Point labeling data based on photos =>
####################

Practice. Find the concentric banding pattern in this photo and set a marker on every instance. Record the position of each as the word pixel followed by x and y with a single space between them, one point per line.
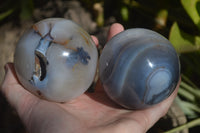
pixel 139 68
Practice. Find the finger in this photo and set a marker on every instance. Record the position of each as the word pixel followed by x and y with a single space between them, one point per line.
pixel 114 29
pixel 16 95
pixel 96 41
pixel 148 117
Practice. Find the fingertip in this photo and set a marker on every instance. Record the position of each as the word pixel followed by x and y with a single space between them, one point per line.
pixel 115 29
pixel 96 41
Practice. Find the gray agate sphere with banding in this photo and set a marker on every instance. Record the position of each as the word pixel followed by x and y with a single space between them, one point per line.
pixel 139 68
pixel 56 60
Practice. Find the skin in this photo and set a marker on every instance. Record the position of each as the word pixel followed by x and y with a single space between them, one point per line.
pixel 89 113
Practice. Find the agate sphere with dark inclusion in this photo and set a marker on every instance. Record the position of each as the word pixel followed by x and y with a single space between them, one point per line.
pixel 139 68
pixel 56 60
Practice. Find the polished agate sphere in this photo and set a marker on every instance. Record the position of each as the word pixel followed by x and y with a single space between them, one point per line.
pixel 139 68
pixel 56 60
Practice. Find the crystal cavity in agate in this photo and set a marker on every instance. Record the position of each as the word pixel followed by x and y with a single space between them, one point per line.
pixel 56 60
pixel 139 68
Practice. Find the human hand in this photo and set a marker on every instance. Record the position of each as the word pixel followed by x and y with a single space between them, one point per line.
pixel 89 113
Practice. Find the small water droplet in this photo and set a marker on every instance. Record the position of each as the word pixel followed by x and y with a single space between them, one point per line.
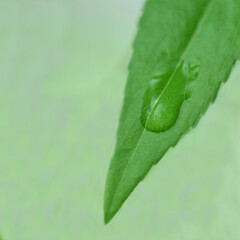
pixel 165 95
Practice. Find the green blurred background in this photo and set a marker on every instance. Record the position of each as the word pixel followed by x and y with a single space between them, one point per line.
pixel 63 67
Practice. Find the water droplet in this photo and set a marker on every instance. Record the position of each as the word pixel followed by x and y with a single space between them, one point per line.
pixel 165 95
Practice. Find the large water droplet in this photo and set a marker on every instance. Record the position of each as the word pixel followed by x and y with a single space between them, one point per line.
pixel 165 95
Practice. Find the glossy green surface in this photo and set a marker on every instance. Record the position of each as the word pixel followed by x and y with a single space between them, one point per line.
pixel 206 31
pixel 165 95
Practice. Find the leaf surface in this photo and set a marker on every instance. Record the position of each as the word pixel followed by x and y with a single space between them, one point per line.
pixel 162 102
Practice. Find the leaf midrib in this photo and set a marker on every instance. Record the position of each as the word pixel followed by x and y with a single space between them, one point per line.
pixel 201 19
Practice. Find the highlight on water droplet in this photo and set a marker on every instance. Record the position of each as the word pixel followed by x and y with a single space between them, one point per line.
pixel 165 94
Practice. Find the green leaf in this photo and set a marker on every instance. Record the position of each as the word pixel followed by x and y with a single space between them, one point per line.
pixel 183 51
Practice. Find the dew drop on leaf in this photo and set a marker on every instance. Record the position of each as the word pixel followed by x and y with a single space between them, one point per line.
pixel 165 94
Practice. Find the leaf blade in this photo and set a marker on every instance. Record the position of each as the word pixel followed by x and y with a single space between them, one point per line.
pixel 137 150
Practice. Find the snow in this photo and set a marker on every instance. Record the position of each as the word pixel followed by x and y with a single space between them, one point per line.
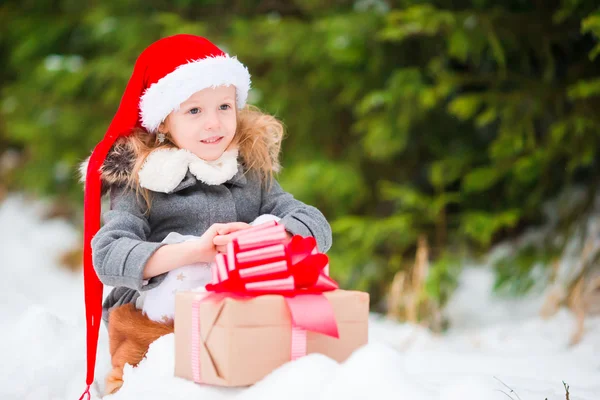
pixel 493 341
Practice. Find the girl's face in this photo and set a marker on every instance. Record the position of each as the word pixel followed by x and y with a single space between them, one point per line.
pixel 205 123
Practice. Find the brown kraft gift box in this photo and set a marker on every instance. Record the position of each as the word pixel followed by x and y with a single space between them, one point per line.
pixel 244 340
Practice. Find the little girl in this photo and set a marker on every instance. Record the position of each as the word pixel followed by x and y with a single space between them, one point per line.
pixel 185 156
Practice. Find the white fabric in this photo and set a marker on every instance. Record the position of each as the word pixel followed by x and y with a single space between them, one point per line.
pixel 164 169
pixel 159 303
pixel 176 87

####################

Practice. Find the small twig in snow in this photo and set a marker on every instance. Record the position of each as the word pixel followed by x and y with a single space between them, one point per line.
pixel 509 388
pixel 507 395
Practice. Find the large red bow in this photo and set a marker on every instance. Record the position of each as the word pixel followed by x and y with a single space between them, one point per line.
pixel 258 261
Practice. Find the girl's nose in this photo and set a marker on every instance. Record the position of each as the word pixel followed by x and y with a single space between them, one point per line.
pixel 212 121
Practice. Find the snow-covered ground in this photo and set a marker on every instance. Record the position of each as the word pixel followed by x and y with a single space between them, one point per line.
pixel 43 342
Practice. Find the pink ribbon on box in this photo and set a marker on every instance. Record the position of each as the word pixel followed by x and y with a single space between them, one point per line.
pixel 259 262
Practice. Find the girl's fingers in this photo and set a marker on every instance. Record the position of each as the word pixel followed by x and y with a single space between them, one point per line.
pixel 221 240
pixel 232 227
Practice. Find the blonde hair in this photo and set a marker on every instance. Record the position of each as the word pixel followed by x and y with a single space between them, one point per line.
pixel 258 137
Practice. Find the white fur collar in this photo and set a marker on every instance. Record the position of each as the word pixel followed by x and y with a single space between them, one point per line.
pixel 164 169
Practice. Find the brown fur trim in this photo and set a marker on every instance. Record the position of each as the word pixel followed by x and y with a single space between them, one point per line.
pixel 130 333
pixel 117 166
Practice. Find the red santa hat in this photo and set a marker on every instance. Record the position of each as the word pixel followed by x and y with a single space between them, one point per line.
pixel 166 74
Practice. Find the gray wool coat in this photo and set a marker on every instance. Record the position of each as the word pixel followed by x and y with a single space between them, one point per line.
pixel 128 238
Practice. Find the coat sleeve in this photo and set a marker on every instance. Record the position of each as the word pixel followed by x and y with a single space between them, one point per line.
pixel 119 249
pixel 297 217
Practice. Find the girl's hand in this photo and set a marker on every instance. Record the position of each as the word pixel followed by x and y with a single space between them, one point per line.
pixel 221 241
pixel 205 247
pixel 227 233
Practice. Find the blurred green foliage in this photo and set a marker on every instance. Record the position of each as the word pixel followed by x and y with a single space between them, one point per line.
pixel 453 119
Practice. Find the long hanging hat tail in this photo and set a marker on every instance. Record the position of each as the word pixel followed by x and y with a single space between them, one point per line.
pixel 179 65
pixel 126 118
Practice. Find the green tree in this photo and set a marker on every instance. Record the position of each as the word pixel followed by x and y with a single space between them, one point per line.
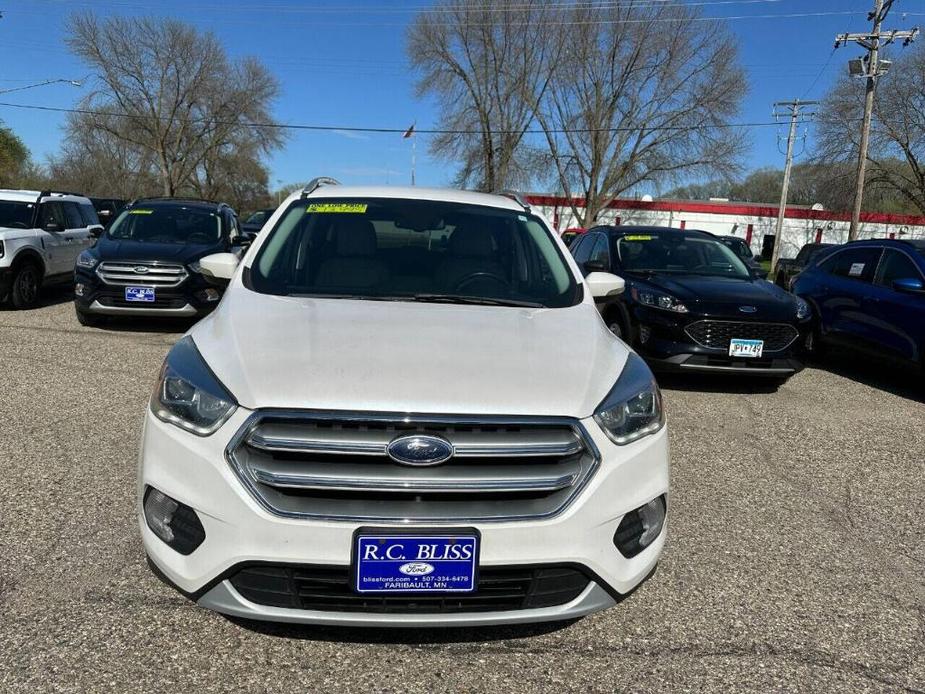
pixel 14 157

####################

Goal of the exercise => Render everything from the line containing "Practice. Find the polished" down to the line containing "pixel 201 19", both lines included, as a numbered list with blank lines omitted. Leave the pictures out of the answer.

The answer =>
1. Practice. Find the polished agate sphere in this photo and set a marker on every instance. Record the position of each as the word pixel followed by x and y with a single space between them, one point per line.
2. pixel 139 68
3. pixel 56 60
4. Practice. Find the crystal cavity in agate in this photo and set a marker on every instance. Record the position of each as the word pixel followed by x and y with a single space between them, one point per line.
5. pixel 56 60
6. pixel 139 68
7. Practice. Find the human hand in this photo and set a marker on every instance. Record the position of each as the word pixel followed by x and y with a single space between them, one point per line.
8. pixel 89 113
9. Practice. Find the small water droplet in this photo and set a marker on every instance. Record the position of each as the word pixel followed by x and y with a single space between them, one point per line.
10. pixel 165 95
11. Practice. Find the green blurred background in this photo and set a marker on every instance. Record the position of each as the word pixel followed by x and y with a single space between them, one point per line.
12. pixel 63 67
13. Practice. Find the water droplet in this photo and set a marker on every instance. Record the position of each as the word pixel followed by x and y with a single space between them, one point per line.
14. pixel 165 95
15. Practice. Find the large water droplet in this photo and set a marker on every instance. Record the position of each as the word pixel followed by x and y with a single space between them, one point per line.
16. pixel 165 95
17. Practice. Find the glossy green surface in this photo and set a marker on every instance. Record the position of each as the word pixel followed by x and y with a single space between them, one point per line.
18. pixel 206 31
19. pixel 165 95
20. Practice. Find the leaf surface in this photo and set a marker on every instance. Record the position of each as the word pixel followed by x and y with a single space between them, one point per line.
21. pixel 162 102
22. Practice. Find the leaf midrib in this photo and set a marker on every instance. Record the position of each as the word pixel followed by x and y with a single space between them, one point per line.
23. pixel 201 19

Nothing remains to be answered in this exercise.